## Aim of the task
Go through the data and tally the lines that include "jacket". The reply is that number alone.
----- Records supplied -----
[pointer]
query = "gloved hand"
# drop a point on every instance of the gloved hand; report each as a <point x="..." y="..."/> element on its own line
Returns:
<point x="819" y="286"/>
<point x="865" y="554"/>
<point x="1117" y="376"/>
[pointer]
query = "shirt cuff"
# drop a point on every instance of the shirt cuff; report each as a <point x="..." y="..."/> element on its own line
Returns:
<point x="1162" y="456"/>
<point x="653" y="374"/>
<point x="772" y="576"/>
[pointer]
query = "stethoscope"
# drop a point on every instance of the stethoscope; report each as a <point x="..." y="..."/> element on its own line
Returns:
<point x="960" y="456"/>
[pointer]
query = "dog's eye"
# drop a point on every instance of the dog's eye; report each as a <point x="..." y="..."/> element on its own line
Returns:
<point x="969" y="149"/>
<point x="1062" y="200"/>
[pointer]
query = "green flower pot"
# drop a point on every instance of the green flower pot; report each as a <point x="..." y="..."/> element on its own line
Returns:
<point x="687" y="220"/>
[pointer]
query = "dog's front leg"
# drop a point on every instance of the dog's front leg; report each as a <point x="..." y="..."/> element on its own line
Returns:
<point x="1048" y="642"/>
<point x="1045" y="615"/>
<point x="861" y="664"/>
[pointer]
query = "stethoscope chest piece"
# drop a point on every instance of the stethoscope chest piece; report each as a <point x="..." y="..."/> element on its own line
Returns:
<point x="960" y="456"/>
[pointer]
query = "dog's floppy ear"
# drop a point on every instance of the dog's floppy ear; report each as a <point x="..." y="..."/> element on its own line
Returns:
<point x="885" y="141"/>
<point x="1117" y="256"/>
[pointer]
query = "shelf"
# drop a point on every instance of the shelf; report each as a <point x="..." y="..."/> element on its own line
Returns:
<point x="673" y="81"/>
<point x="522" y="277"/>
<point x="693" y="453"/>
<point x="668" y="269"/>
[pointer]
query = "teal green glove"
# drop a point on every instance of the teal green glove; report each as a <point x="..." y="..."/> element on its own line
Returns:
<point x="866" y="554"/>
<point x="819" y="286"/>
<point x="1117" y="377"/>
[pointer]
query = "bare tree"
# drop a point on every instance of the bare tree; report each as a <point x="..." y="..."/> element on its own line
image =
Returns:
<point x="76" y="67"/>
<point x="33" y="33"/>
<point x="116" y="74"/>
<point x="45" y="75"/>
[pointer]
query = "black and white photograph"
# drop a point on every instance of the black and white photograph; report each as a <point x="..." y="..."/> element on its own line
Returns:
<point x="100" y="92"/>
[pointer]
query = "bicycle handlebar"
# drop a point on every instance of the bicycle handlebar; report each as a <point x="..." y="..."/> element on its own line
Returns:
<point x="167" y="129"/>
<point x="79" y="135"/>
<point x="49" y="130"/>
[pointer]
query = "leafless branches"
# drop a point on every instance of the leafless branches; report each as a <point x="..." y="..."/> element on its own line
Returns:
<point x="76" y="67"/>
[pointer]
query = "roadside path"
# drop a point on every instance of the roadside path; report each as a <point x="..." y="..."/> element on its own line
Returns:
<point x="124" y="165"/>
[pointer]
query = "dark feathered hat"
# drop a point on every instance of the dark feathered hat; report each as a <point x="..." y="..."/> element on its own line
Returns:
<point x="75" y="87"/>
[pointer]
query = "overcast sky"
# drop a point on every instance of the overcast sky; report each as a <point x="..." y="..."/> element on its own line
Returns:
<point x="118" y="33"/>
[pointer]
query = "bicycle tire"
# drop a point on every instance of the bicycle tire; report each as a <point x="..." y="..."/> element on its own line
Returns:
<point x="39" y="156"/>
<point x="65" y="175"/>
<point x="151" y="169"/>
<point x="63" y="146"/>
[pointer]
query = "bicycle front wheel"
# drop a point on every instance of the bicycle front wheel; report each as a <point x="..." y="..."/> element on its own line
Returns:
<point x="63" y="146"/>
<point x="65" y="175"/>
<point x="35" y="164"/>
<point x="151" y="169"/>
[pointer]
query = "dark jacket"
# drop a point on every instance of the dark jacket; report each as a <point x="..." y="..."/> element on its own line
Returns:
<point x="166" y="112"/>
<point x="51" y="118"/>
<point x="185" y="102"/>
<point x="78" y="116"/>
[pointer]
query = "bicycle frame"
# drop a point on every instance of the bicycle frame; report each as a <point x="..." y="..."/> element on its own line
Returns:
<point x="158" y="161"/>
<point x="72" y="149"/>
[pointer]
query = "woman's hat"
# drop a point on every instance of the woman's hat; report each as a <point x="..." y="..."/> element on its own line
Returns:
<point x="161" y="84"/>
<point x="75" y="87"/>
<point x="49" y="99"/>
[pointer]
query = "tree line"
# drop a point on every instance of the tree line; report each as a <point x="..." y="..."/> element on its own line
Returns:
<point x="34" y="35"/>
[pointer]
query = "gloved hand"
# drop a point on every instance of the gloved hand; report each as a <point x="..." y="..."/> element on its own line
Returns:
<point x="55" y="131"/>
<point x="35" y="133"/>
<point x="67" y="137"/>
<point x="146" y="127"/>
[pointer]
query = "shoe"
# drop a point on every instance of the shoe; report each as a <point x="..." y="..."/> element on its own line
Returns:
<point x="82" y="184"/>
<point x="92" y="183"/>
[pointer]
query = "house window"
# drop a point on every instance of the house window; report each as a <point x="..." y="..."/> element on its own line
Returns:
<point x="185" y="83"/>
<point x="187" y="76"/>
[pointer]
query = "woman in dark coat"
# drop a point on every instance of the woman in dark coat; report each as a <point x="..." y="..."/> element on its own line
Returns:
-----
## The completed task
2